→ **Set problem**:
Find the line containing "object_query: green blurred background". Retype it and every line after it through the end of the entries, exactly as written, with nothing added.

-- begin --

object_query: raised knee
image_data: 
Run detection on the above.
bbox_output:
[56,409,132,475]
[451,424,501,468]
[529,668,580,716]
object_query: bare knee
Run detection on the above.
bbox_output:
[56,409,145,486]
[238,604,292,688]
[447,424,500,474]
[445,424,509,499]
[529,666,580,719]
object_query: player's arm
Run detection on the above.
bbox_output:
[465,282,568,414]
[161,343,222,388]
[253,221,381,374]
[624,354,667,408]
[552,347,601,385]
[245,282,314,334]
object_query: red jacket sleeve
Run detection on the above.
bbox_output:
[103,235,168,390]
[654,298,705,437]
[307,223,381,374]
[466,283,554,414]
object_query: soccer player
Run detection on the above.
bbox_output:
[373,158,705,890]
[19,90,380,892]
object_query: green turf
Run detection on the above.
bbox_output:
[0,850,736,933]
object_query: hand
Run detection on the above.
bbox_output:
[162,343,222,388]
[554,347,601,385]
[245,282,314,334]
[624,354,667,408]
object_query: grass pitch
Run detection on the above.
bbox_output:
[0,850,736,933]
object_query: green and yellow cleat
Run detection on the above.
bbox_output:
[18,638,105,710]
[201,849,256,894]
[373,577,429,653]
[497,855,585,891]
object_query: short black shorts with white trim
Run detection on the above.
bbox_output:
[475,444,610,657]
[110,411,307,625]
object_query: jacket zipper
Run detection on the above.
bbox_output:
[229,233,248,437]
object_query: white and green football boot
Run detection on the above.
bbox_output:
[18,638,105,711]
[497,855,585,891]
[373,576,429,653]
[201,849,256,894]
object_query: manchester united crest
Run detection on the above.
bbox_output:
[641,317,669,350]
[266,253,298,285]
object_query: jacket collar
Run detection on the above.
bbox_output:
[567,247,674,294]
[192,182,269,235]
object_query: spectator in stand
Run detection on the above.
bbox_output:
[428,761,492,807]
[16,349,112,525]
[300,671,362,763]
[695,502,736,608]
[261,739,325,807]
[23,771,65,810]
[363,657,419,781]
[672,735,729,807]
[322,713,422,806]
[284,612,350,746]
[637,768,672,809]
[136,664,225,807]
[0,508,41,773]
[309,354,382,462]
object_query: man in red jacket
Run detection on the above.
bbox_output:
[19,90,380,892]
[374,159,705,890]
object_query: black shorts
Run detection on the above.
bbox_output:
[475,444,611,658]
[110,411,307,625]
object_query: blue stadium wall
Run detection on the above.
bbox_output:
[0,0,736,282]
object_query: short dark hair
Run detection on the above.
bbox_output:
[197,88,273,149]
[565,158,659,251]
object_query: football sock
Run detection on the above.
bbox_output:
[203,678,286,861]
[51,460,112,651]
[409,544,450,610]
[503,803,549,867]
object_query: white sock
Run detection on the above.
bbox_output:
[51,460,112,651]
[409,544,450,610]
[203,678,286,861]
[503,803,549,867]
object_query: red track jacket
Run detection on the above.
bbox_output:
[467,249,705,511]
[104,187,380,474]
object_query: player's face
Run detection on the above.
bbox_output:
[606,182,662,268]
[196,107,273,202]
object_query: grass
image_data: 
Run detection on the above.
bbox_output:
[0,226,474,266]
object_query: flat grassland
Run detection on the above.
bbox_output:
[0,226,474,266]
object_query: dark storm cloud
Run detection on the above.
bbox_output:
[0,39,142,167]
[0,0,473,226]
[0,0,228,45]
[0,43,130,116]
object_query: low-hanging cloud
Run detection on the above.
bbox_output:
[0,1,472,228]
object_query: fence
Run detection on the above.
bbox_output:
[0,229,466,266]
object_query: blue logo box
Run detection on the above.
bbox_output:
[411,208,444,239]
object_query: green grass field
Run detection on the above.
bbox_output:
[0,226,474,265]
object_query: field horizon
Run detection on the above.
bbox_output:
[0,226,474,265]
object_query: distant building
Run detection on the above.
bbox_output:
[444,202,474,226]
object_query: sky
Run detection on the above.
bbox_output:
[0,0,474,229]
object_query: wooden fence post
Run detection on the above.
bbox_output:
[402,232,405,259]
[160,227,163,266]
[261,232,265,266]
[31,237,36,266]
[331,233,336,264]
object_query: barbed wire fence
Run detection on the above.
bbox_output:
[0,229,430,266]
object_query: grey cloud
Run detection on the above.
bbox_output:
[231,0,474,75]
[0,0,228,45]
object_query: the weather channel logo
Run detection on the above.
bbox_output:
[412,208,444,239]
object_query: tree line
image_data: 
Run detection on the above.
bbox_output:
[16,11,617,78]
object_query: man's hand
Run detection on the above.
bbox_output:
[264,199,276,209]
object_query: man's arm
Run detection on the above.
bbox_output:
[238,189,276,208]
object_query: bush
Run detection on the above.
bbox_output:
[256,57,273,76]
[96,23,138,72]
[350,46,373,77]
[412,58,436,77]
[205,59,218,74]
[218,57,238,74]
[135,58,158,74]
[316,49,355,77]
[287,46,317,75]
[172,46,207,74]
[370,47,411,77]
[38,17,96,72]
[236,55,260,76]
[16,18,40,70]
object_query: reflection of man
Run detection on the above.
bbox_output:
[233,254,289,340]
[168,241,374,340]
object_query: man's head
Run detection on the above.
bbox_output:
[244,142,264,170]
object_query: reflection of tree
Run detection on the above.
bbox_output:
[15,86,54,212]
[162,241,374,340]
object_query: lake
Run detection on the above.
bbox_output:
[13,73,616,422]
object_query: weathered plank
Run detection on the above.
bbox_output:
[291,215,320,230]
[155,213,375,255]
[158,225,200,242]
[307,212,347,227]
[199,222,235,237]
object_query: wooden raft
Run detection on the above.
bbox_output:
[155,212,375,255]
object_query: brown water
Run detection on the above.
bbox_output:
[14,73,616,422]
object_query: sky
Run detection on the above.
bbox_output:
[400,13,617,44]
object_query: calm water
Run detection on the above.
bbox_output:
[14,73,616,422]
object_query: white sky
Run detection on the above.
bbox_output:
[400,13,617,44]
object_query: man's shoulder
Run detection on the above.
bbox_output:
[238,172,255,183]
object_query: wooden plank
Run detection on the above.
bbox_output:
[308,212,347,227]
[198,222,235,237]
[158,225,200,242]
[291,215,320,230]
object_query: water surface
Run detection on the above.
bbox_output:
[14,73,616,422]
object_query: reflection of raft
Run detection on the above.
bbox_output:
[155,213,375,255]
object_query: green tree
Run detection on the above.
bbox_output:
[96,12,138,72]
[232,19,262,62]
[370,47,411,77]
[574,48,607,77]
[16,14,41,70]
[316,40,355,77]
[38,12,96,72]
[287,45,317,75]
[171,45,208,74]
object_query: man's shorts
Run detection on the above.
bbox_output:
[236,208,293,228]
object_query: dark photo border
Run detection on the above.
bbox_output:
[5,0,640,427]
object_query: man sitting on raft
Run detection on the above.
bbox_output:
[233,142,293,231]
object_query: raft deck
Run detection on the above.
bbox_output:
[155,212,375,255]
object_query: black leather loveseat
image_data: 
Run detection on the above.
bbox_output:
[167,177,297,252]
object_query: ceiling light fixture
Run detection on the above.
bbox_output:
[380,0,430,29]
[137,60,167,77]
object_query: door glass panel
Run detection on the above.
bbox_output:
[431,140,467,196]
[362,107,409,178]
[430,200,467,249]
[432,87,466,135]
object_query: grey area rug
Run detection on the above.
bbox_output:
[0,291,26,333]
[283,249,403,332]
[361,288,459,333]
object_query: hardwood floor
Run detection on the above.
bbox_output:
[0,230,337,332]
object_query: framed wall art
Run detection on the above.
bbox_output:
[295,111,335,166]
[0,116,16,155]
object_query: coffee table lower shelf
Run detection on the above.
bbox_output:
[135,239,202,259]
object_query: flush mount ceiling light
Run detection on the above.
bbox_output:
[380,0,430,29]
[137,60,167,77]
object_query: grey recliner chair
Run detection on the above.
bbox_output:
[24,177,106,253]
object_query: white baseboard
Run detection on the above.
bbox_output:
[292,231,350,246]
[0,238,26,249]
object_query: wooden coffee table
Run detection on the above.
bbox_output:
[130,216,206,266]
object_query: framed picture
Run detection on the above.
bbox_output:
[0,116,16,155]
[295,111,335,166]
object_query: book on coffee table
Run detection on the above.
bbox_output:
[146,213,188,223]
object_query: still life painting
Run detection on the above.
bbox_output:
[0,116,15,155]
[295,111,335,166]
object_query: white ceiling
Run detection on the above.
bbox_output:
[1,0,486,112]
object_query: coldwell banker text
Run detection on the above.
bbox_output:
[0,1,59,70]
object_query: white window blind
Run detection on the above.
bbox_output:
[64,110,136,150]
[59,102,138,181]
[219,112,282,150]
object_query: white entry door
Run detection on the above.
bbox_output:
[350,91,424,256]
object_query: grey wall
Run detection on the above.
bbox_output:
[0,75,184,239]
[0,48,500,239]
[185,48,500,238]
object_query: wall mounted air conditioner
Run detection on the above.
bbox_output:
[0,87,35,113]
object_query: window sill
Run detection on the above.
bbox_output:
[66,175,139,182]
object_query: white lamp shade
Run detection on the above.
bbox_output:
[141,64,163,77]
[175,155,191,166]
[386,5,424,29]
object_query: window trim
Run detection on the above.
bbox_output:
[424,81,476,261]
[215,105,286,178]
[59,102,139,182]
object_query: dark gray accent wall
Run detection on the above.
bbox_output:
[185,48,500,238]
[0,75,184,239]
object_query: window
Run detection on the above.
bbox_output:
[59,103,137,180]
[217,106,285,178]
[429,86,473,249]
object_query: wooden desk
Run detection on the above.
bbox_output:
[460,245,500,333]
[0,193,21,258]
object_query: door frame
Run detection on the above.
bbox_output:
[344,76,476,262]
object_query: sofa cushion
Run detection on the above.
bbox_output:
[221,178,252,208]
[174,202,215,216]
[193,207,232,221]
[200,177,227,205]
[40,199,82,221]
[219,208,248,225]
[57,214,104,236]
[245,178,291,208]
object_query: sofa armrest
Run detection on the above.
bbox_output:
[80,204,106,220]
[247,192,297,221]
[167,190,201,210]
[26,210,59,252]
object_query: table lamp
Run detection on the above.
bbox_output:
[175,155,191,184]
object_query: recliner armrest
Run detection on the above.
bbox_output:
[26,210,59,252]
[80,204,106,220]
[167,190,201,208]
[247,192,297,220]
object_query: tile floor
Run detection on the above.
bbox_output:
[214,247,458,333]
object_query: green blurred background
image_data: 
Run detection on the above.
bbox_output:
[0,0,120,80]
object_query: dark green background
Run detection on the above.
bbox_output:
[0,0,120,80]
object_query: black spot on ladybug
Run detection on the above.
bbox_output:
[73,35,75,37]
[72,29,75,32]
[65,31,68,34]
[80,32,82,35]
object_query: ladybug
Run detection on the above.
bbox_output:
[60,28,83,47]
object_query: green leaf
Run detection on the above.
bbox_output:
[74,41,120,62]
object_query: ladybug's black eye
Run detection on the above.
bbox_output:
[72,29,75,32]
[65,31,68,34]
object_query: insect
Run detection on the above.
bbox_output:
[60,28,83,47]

-- end --

→ **Task output**:
object_query: green blurred background
image_data: 
Run detection on the above.
bbox_output:
[0,0,120,80]
object_query: dark green background
Run detection on the above.
bbox_output:
[0,0,120,80]
object_query: black spot on ladybug
Run detection on the above.
bbox_output:
[73,35,75,37]
[72,29,75,32]
[65,31,68,34]
[80,32,82,35]
object_query: ladybug
Run detection on the above.
bbox_output:
[60,28,83,47]
object_query: green leaf
Run detection on the above.
bbox_output:
[74,41,120,62]
object_query: ladybug's black eye
Run detection on the above.
bbox_output:
[72,29,75,32]
[65,31,68,34]
object_query: insect
Run detection on the above.
bbox_output:
[60,28,83,47]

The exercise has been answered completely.